* _Instructions for the task_:
Revise the stretch of material from its beginning through the line containing "[(352, 232)]", replacing "pixel coordinates" with "image coordinates" and leaving everything else unchanged. Omit the pictures from your answer.

* _Material provided_:
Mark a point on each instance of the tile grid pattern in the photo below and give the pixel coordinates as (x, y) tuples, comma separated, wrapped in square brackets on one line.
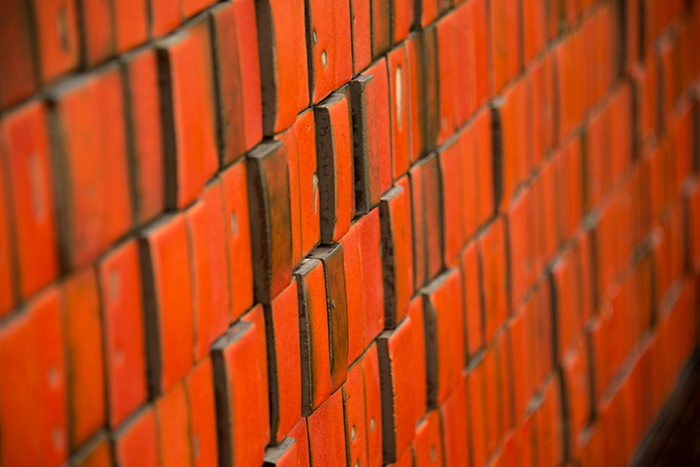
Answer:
[(352, 232)]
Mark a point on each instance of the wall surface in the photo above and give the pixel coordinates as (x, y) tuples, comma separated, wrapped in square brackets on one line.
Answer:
[(345, 232)]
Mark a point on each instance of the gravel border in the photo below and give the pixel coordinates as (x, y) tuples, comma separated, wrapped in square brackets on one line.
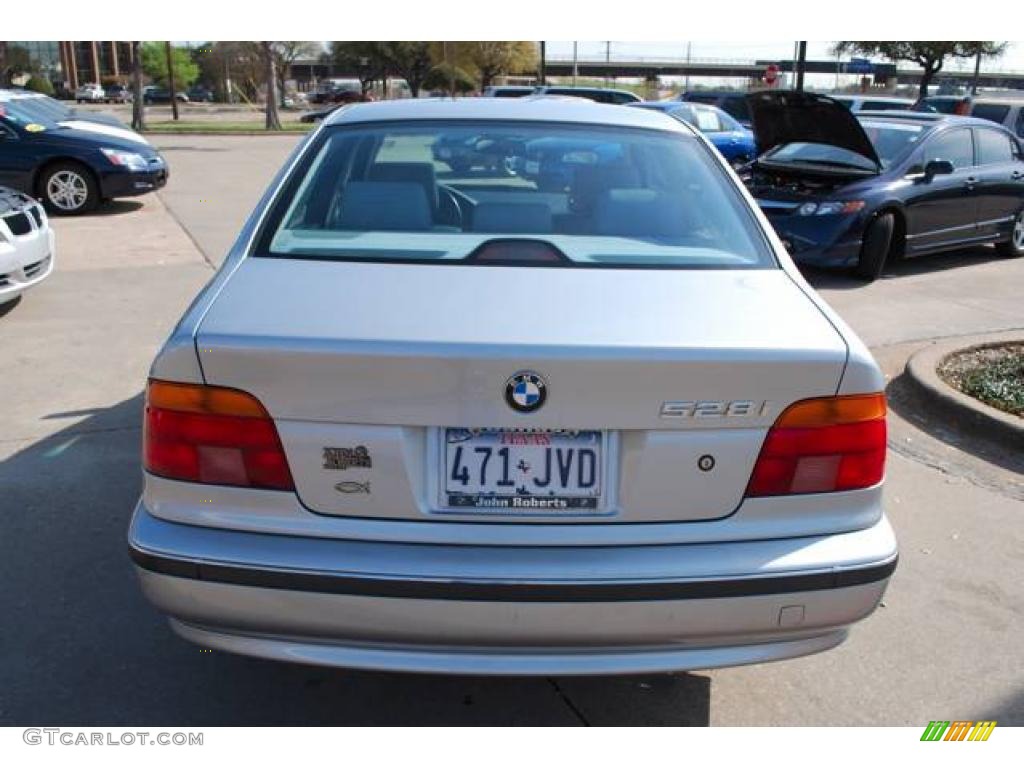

* _Exercise result_:
Mark a point on each instance of the tile grid pattern in the photo below and give the image coordinates as (x, y) tuples, comma separated, wrapped in square brackets on one line.
Answer:
[(352, 232)]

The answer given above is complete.